**Rótulos de pontos dos objetos:**
- - - - - - -

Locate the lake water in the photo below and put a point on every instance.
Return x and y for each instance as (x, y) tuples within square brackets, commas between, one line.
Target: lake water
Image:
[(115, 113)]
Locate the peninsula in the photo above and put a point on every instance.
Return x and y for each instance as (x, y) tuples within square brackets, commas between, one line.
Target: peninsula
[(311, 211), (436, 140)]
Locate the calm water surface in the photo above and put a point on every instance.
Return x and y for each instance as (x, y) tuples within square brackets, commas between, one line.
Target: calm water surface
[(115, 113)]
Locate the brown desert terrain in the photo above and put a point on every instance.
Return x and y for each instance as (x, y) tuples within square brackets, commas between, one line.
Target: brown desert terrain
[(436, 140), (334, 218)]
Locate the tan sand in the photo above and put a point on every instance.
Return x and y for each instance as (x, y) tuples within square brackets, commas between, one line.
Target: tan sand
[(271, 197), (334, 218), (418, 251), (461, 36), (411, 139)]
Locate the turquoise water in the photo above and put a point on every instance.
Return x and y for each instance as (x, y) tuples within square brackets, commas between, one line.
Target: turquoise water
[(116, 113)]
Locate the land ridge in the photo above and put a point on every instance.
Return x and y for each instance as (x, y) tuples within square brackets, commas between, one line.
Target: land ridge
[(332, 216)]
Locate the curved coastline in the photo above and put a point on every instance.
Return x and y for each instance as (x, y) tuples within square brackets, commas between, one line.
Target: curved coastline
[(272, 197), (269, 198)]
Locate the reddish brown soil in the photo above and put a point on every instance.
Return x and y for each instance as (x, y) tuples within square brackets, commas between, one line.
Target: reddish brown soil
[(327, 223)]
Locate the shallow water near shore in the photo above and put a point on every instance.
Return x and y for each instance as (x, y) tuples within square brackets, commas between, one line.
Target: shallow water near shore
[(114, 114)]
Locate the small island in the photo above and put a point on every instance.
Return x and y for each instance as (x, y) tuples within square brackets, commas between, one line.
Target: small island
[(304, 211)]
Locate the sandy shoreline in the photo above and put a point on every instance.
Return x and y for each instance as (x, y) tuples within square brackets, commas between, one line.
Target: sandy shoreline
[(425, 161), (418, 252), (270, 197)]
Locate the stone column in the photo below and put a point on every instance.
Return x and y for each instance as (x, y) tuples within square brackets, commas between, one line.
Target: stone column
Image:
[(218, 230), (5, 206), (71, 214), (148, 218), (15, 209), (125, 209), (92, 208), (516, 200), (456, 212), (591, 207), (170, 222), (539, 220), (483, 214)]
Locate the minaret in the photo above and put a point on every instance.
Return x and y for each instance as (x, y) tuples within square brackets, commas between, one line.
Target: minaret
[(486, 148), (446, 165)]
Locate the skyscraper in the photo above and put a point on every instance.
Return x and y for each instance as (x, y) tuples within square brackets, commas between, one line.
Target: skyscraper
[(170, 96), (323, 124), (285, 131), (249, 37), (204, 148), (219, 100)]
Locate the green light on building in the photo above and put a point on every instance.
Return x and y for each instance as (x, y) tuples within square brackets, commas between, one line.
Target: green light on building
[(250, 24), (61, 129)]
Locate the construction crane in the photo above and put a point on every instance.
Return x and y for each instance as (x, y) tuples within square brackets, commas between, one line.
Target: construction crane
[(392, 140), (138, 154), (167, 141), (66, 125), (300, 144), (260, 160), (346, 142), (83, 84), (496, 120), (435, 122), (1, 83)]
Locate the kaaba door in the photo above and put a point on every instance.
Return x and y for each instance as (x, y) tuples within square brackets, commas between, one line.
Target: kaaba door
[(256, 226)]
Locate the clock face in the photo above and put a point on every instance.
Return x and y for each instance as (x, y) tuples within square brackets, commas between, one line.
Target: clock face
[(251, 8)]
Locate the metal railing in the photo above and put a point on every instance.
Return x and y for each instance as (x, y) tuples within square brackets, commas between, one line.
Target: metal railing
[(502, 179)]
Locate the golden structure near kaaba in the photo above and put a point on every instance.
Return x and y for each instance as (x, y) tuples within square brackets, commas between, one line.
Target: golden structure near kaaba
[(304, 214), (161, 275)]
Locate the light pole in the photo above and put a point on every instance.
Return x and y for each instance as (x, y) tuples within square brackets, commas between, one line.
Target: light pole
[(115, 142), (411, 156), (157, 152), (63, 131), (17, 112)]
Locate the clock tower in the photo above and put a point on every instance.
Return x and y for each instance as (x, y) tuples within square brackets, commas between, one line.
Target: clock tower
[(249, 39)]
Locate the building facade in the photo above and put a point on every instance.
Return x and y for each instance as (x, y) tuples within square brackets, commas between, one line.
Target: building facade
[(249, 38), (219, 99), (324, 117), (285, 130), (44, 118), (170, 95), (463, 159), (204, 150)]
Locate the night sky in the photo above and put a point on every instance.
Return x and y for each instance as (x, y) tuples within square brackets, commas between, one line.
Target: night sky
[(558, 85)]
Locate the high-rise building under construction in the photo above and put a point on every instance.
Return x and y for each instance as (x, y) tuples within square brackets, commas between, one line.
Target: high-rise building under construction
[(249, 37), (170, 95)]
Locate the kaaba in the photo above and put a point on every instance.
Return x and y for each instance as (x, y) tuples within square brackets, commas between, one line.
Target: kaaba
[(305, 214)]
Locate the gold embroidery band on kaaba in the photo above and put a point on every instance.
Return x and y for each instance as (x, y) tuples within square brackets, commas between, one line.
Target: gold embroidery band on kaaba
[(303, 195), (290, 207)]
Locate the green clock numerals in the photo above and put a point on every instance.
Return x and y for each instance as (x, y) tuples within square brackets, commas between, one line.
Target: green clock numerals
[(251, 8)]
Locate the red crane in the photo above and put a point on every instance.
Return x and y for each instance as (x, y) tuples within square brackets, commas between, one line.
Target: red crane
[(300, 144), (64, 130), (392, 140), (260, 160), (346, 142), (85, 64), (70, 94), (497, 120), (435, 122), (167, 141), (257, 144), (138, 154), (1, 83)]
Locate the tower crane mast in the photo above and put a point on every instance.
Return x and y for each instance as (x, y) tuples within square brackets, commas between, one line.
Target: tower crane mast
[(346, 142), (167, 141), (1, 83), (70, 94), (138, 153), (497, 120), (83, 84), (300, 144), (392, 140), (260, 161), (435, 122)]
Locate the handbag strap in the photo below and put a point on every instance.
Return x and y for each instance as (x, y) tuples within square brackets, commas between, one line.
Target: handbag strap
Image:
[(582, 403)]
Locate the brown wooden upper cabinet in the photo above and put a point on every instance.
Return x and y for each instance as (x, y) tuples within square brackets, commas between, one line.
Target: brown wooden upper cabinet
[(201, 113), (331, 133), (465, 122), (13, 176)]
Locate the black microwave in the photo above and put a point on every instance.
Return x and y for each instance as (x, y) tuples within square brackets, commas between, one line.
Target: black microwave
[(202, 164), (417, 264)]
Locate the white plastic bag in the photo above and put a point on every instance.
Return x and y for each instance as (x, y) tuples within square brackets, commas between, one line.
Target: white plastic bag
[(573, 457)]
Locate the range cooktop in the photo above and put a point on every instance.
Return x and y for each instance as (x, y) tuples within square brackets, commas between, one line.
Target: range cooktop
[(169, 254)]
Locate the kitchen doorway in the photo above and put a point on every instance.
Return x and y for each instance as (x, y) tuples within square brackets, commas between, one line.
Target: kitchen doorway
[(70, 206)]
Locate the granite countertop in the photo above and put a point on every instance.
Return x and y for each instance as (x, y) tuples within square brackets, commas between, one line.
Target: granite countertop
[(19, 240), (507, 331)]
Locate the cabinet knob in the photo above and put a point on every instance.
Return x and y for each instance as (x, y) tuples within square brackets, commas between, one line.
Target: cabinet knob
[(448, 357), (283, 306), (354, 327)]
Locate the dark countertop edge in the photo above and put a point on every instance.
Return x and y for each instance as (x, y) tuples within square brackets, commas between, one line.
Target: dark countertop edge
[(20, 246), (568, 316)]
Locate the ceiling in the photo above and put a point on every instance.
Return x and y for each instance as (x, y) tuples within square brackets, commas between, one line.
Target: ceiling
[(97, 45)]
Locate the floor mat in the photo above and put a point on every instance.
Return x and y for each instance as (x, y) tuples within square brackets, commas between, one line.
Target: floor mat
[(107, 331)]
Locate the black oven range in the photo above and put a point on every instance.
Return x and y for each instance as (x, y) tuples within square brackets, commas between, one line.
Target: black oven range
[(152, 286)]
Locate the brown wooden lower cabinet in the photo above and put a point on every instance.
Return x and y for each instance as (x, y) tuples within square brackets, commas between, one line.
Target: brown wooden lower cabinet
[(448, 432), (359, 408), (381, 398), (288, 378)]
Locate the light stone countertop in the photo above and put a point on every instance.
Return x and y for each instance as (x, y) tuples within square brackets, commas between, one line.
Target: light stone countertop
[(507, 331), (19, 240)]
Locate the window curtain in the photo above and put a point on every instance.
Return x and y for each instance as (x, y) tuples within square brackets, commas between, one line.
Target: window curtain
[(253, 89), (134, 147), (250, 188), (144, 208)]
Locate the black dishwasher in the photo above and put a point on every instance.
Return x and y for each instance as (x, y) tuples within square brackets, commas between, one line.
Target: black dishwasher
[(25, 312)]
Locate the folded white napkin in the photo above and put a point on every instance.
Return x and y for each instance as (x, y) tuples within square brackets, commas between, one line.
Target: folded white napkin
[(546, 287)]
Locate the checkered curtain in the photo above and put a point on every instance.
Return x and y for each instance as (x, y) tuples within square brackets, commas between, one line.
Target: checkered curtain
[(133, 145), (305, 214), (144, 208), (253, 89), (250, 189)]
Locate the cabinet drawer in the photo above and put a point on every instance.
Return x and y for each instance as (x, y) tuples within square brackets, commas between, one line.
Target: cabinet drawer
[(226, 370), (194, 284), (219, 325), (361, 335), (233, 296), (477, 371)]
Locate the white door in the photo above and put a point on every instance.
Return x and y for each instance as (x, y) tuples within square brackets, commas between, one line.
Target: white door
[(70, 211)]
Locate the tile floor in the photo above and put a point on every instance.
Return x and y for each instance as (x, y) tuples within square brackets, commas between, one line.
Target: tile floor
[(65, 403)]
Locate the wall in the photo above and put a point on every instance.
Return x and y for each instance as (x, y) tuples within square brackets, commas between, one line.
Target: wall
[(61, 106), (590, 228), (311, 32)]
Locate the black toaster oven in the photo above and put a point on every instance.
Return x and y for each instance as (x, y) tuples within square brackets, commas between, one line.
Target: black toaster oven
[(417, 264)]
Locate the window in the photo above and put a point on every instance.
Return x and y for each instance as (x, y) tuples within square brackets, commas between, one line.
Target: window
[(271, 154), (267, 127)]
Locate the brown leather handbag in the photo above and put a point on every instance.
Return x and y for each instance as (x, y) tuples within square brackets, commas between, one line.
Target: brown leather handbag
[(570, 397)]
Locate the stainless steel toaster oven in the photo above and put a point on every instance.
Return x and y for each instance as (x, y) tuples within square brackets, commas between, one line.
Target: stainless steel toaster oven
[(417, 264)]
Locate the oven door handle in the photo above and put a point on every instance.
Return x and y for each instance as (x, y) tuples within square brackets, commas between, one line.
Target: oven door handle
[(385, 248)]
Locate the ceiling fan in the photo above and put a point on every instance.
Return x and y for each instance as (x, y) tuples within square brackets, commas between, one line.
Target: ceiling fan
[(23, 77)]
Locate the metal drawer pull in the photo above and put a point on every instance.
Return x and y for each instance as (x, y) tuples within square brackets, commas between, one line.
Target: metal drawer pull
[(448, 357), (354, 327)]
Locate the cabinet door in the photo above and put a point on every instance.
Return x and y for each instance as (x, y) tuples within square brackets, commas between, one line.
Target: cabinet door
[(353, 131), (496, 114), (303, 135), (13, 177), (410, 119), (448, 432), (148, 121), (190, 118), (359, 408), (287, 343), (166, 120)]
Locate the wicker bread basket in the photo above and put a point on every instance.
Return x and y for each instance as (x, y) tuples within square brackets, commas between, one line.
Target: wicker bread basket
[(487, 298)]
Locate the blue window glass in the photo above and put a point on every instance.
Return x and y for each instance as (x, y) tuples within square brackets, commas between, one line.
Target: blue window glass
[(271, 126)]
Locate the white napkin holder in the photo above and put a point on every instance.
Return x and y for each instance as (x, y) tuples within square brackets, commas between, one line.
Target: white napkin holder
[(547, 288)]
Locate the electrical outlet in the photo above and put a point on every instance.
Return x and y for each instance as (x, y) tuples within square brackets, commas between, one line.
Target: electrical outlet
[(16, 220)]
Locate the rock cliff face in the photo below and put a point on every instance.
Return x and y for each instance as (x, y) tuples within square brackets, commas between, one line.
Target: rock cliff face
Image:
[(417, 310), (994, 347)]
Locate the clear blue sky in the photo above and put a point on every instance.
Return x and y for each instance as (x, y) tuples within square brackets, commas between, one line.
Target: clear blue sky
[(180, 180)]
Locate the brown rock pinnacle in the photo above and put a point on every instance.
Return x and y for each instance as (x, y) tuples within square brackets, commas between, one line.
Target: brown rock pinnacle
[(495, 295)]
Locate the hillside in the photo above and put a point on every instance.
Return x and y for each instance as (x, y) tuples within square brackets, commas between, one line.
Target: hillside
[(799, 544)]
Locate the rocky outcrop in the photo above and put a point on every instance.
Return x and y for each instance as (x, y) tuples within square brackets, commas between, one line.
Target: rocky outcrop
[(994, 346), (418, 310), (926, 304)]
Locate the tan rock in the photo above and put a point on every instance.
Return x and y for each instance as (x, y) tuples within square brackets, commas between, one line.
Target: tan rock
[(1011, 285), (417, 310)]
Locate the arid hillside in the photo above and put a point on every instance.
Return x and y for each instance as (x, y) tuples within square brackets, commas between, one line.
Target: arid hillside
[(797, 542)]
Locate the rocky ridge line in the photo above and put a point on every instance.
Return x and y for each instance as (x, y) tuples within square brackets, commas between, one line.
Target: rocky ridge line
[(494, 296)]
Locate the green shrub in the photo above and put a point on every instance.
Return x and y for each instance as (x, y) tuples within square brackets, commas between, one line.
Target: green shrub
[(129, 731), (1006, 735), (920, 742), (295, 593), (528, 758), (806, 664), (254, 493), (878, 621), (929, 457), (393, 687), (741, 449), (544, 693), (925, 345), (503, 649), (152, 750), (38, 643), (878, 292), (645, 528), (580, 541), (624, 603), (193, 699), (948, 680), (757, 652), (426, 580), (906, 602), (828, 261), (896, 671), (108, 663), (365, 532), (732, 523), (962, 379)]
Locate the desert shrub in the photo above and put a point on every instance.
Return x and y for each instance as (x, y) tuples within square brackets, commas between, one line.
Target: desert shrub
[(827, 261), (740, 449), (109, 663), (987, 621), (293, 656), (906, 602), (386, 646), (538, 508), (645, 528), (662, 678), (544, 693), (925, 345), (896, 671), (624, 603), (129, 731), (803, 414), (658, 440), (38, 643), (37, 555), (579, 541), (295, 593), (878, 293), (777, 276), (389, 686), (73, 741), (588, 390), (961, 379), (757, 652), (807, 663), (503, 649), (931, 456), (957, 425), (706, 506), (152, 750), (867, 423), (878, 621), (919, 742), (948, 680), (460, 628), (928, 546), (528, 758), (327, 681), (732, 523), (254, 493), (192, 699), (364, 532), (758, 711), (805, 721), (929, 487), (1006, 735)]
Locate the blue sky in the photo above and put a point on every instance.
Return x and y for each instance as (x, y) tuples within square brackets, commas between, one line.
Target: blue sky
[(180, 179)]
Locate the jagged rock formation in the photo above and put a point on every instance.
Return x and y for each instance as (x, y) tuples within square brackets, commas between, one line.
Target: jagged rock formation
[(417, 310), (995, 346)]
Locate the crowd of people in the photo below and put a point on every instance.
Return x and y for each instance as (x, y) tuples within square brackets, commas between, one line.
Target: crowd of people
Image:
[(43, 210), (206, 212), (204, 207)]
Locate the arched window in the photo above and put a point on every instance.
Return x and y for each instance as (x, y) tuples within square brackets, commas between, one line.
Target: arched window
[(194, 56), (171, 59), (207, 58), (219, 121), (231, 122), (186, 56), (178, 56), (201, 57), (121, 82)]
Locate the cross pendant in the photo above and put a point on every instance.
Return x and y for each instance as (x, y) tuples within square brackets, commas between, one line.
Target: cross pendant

- - - - - - -

**Instruções do exercício:** Transcreva fielmente as linhas dos registros que começam na linha que contém "Locate the metal railing" e vão até a linha que contém "[(502, 179)]", incluindo as duas.

**Resposta do exercício:**
Locate the metal railing in the photo above and put a point on every instance.
Return x and y for each instance as (x, y) tuples within square brackets, commas between, one line.
Target: metal railing
[(502, 179)]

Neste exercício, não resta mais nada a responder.